*Exercise*. Every line of the material must be copied exactly, from the first to the last.

*Data to process*.
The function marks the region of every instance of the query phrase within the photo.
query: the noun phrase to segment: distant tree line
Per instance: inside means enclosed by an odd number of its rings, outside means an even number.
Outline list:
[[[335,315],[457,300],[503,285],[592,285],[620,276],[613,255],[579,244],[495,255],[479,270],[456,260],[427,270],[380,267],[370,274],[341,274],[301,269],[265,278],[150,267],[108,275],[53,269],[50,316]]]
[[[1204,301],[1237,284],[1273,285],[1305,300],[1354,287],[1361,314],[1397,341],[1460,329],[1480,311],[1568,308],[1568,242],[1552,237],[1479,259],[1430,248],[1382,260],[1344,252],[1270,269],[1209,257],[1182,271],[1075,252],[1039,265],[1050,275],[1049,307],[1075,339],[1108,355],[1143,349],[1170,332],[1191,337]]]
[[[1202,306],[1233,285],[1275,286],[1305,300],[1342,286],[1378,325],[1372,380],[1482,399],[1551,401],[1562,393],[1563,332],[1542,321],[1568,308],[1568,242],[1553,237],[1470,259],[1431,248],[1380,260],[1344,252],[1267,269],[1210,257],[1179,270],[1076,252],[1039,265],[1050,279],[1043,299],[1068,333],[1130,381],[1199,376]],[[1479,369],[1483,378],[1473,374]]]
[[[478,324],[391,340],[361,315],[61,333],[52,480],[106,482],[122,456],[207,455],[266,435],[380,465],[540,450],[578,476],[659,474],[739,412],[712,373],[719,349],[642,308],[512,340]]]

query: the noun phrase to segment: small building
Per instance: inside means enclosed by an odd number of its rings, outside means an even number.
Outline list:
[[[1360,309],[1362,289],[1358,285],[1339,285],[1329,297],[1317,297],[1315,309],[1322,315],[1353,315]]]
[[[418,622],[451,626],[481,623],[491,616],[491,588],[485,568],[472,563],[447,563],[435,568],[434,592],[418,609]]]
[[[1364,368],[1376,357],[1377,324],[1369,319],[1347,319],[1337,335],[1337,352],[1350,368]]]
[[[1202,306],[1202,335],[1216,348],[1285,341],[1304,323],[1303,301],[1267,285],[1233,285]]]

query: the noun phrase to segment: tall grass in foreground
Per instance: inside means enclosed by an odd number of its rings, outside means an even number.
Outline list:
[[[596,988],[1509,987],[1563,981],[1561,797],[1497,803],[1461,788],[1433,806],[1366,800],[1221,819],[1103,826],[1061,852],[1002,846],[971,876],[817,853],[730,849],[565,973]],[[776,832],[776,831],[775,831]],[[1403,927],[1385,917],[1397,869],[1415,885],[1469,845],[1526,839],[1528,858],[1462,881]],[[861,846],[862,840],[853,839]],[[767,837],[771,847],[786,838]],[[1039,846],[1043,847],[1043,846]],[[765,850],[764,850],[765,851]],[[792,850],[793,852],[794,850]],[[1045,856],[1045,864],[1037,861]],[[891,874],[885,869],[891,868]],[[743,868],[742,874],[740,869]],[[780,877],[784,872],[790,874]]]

*Exercise answer*.
The function marks the region of every instance of the query phrase within the photo.
query: the noun phrase to segment: distant tree line
Per instance: inside means enclosed by an odd number of its rings, outside means an even number.
Outline list:
[[[335,315],[457,300],[503,285],[592,285],[620,276],[613,255],[579,244],[495,255],[479,270],[456,260],[427,270],[380,267],[370,274],[341,274],[301,269],[265,278],[150,267],[108,275],[53,269],[50,316]]]
[[[1204,301],[1237,284],[1273,285],[1305,300],[1354,287],[1361,314],[1397,341],[1460,329],[1480,311],[1568,308],[1568,242],[1552,237],[1479,259],[1430,248],[1382,260],[1344,252],[1270,269],[1209,257],[1182,271],[1075,252],[1039,265],[1050,275],[1049,307],[1075,339],[1108,355],[1143,349],[1170,332],[1191,337]]]
[[[1202,306],[1233,285],[1275,286],[1305,300],[1342,286],[1378,325],[1372,380],[1482,399],[1551,401],[1562,393],[1563,332],[1542,321],[1568,308],[1568,242],[1553,237],[1470,259],[1431,248],[1380,260],[1344,252],[1267,269],[1210,257],[1179,270],[1076,252],[1039,265],[1050,279],[1043,299],[1068,333],[1130,381],[1199,376]],[[1479,369],[1483,378],[1473,374]]]
[[[478,324],[391,340],[361,315],[61,333],[52,480],[106,482],[122,456],[207,455],[266,435],[380,465],[540,450],[578,476],[659,474],[739,412],[712,373],[719,349],[642,308],[512,340]]]

query: the noun phrase to segment: small building
Per instance: inside means enclosed by an odd number of its rings, outside means an even number.
Outline list:
[[[1360,309],[1362,289],[1358,285],[1339,285],[1329,297],[1317,297],[1315,309],[1322,315],[1353,315]]]
[[[418,622],[451,626],[481,623],[491,616],[491,588],[485,568],[472,563],[447,563],[435,568],[434,592],[418,609]]]
[[[1364,368],[1376,357],[1377,324],[1369,319],[1347,319],[1337,335],[1337,352],[1350,368]]]
[[[1202,306],[1202,335],[1216,348],[1285,341],[1304,323],[1303,301],[1267,285],[1233,285]]]

query: the noun phrase to segment: tall grass in foreground
Per instance: inside means enclosed by an odd number of its rings, outside means an even number.
Outline list:
[[[596,988],[1509,987],[1563,981],[1561,797],[1497,803],[1461,788],[1433,806],[1366,800],[1221,819],[1103,826],[1061,852],[1002,846],[971,876],[817,853],[730,849],[565,973]],[[776,832],[776,831],[775,831]],[[1403,927],[1385,917],[1397,869],[1415,885],[1469,845],[1526,839],[1528,858],[1462,881]],[[861,846],[862,840],[853,839]],[[767,837],[771,847],[786,838]],[[1039,846],[1043,847],[1043,846]],[[765,850],[764,850],[765,851]],[[792,850],[793,852],[794,850]],[[1045,856],[1045,864],[1037,861]],[[891,874],[885,869],[891,868]],[[743,868],[742,874],[740,869]],[[780,877],[784,872],[790,874]]]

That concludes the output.